- [WHAT NEEDS TO BE DONE]:
Each entry has to be given again in its exact wording, and no picture may appear in the result.

- [DATASET EXTRACT]:
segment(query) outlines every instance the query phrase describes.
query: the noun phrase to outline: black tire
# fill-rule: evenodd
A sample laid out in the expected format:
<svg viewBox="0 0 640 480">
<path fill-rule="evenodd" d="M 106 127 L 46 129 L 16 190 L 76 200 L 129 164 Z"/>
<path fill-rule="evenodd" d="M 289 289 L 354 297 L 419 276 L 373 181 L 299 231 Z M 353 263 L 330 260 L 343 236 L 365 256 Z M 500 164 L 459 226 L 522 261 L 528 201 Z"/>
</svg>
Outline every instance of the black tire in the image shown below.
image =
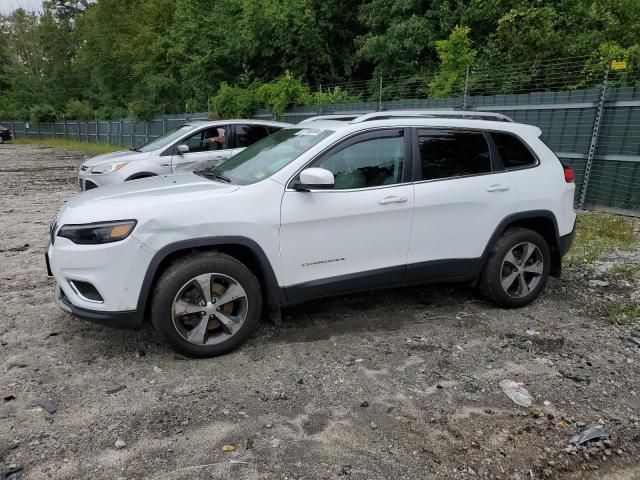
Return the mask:
<svg viewBox="0 0 640 480">
<path fill-rule="evenodd" d="M 542 273 L 534 288 L 522 296 L 507 293 L 502 286 L 503 262 L 512 249 L 523 243 L 535 245 L 542 255 Z M 508 268 L 508 267 L 506 267 Z M 505 308 L 518 308 L 528 305 L 544 290 L 549 271 L 551 270 L 551 251 L 546 240 L 539 233 L 528 228 L 514 227 L 507 229 L 491 249 L 480 277 L 480 290 L 495 304 Z M 507 270 L 508 272 L 508 270 Z M 515 274 L 515 273 L 514 273 Z M 516 281 L 519 278 L 516 277 Z"/>
<path fill-rule="evenodd" d="M 0 137 L 0 145 L 4 143 L 4 138 Z"/>
<path fill-rule="evenodd" d="M 185 283 L 198 275 L 216 273 L 235 279 L 246 292 L 248 307 L 239 329 L 215 345 L 195 345 L 174 326 L 173 302 Z M 262 312 L 260 283 L 255 275 L 235 258 L 220 252 L 189 255 L 171 264 L 158 280 L 151 300 L 151 320 L 158 335 L 175 351 L 189 357 L 214 357 L 230 352 L 244 342 L 258 325 Z"/>
</svg>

- [OUTPUT FOR THIS TASK]:
segment(query) outlines every instance the query phrase describes.
query: the noun phrase to outline: black tire
# fill-rule: evenodd
A sample laid out in the expected format:
<svg viewBox="0 0 640 480">
<path fill-rule="evenodd" d="M 106 127 L 46 129 L 16 190 L 76 200 L 129 164 Z"/>
<path fill-rule="evenodd" d="M 289 289 L 354 297 L 419 276 L 373 181 L 299 231 Z M 353 263 L 330 260 L 343 236 L 365 256 Z M 500 164 L 459 226 L 522 261 L 528 201 Z"/>
</svg>
Outline every instance of the black tire in the image shown below.
image =
Return the mask:
<svg viewBox="0 0 640 480">
<path fill-rule="evenodd" d="M 542 273 L 534 288 L 522 296 L 507 293 L 502 286 L 503 262 L 512 249 L 523 243 L 535 245 L 542 255 Z M 508 268 L 508 267 L 506 267 Z M 505 308 L 518 308 L 528 305 L 544 290 L 549 271 L 551 270 L 551 251 L 546 240 L 539 233 L 528 228 L 514 227 L 507 229 L 491 249 L 480 277 L 480 290 L 495 304 Z M 507 270 L 508 272 L 508 270 Z M 515 274 L 515 273 L 514 273 Z M 516 281 L 519 278 L 516 277 Z"/>
<path fill-rule="evenodd" d="M 0 137 L 0 145 L 4 143 L 4 138 Z"/>
<path fill-rule="evenodd" d="M 185 283 L 198 275 L 216 273 L 235 279 L 246 292 L 248 307 L 239 329 L 215 345 L 195 345 L 174 326 L 173 302 Z M 262 312 L 260 283 L 255 275 L 235 258 L 220 252 L 189 255 L 171 264 L 158 280 L 151 300 L 151 320 L 158 335 L 175 351 L 189 357 L 214 357 L 230 352 L 244 342 L 258 325 Z"/>
</svg>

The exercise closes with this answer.